TEXT BLOCK
______

An important Apache Hadoop-based project is HBase, which is modeled on Google's BigTable database. HBase adds a distributed, fault-tolerant scalable database, built on top of the HDFS file system, with random real-time read/write access to data. Each HBase table is stored as a multidimensional sparse map, with rows and columns, each cell having a time stamp. A cell value at a given row and column is by uniquely identified by (Table, Row, Column-Family:Column, Timestamp) → Value. HBase has its own Java client API, and tables in HBase can be used both as an input source and as an output target for MapReduce jobs through TableInput/TableOutputFormat. There is no HBase single point of failure. HBase uses Zookeeper, another Hadoop subproject, for management of partial failures.
All table accesses are by the primary key. Secondary indices are possible through additional index tables; programmers need to denormalize and replicate. There is no SQL query language in base HBase. However, there is also a Hive/HBase integration project that allows Hive QL statements access to HBase tables for both reading and inserting. Also, there is the independent HBase project (author P. Ambrose) to add a dialect of SQL and JDBC bindings for HBase.

______

LISTED RECORDS
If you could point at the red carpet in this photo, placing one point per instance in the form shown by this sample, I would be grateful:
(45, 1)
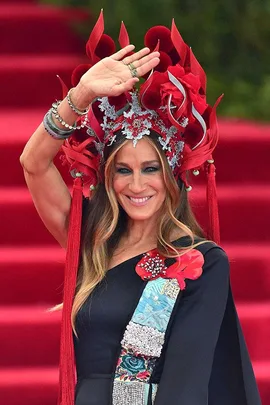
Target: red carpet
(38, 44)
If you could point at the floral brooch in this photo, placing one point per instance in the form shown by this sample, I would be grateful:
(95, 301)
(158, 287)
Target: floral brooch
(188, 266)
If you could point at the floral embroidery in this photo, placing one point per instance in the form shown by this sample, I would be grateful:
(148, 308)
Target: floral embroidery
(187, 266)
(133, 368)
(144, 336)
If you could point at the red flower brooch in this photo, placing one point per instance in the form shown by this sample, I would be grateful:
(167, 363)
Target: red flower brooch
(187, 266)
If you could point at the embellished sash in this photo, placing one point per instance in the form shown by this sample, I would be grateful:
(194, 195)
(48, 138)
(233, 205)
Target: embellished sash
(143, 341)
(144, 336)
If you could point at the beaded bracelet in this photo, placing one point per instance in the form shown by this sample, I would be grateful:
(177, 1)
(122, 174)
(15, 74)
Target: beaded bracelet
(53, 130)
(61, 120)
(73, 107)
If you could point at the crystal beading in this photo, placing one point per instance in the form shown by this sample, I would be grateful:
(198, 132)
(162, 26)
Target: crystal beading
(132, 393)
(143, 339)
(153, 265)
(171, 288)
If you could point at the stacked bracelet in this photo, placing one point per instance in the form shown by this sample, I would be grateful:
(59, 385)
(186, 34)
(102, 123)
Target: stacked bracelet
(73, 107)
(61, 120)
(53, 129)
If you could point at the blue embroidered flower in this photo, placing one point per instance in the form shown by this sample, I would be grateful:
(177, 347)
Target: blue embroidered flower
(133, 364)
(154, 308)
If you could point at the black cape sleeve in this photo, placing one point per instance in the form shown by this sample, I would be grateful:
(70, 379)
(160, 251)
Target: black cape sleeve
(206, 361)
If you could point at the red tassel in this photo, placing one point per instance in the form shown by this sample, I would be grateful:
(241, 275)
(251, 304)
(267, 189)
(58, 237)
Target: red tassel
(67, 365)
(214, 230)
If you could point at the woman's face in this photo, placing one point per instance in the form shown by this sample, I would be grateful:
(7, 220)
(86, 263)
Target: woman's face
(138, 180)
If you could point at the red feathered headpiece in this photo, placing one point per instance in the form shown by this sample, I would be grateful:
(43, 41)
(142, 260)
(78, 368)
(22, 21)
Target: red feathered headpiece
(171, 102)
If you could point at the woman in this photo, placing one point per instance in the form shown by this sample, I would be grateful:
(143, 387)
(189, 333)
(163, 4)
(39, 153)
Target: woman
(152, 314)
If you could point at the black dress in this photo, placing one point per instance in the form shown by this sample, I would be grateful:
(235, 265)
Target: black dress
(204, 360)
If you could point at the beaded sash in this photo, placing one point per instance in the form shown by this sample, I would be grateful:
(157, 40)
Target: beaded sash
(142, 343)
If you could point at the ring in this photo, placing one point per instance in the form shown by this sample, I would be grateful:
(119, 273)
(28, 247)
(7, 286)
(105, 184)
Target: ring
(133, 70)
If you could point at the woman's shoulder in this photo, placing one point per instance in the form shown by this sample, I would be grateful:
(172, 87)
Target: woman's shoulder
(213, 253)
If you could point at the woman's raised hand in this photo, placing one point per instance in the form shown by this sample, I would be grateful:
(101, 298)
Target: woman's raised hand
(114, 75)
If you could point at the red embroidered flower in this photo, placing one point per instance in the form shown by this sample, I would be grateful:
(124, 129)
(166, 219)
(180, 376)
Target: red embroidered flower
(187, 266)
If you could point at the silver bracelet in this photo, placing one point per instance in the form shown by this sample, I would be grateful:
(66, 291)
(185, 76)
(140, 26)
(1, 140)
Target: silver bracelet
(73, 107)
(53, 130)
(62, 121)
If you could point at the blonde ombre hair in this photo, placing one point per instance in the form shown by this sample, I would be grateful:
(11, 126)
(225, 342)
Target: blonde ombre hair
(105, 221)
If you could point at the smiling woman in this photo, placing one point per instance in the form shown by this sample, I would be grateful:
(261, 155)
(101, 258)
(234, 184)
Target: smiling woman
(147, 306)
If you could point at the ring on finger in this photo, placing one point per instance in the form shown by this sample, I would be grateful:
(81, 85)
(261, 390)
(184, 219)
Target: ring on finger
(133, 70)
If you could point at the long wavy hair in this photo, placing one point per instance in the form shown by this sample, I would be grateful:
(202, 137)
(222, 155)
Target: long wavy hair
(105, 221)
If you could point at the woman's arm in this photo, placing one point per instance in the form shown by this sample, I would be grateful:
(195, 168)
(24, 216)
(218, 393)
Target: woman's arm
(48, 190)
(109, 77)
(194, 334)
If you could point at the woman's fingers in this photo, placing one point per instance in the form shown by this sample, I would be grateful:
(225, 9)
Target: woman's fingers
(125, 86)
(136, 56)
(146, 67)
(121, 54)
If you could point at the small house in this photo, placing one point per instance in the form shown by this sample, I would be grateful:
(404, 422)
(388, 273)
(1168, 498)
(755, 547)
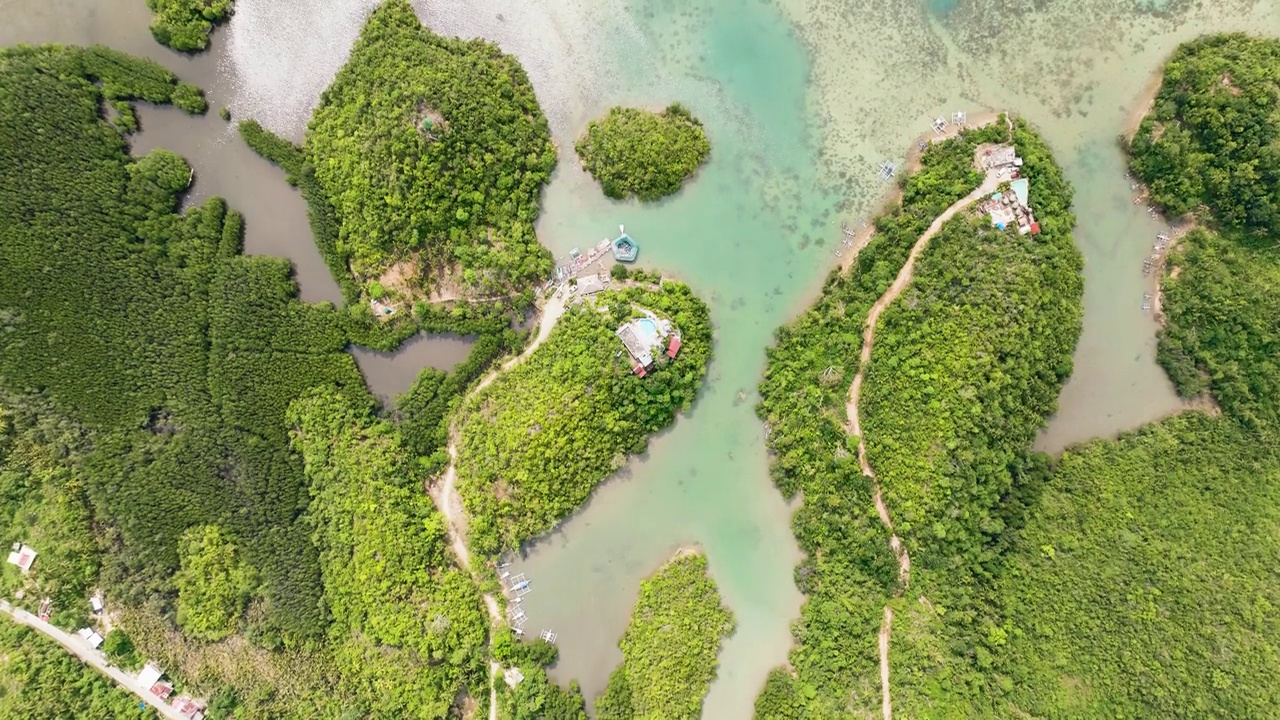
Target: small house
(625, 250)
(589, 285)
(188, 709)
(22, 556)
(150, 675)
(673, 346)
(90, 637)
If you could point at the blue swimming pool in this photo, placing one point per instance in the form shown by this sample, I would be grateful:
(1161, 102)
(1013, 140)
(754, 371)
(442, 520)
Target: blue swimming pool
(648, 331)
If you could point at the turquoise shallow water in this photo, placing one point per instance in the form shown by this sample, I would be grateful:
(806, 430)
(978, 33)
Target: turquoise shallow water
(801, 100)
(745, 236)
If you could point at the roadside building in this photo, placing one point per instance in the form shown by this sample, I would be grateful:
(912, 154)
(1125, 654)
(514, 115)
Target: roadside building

______

TO DO
• a. In the HBase text, how can Hive QL statements read from and insert into HBase tables when base HBase has no SQL query language?
• b. List every component that, according to the HBase text, uniquely identifies a cell value.
• c. Substitute "Apache ZooKeeper" for "Zookeeper" in the HBase text and write out the passage starting with "An important Apache" and going on through "of partial failures.".
The data has no connection to the HBase text.

ANSWERS TO THE PROBLEMS
• a. A Hive/HBase integration project lets Hive QL statements access HBase tables for both reading and inserting. This works around the lack of an SQL query language in base HBase.

• b. Table, Row, Column-Family:Column, Timestamp

• c.
An important Apache Hadoop-based project is HBase, which is modeled on Google's BigTable database. HBase adds a distributed, fault-tolerant scalable database, built on top of the HDFS file system, with random real-time read/write access to data. Each HBase table is stored as a multidimensional sparse map, with rows and columns, each cell having a time stamp. A cell value at a given row and column is by uniquely identified by (Table, Row, Column-Family:Column, Timestamp) → Value. HBase has its own Java client API, and tables in HBase can be used both as an input source and as an output target for MapReduce jobs through TableInput/TableOutputFormat. There is no HBase single point of failure. HBase uses Apache ZooKeeper, another Hadoop subproject, for management of partial failures.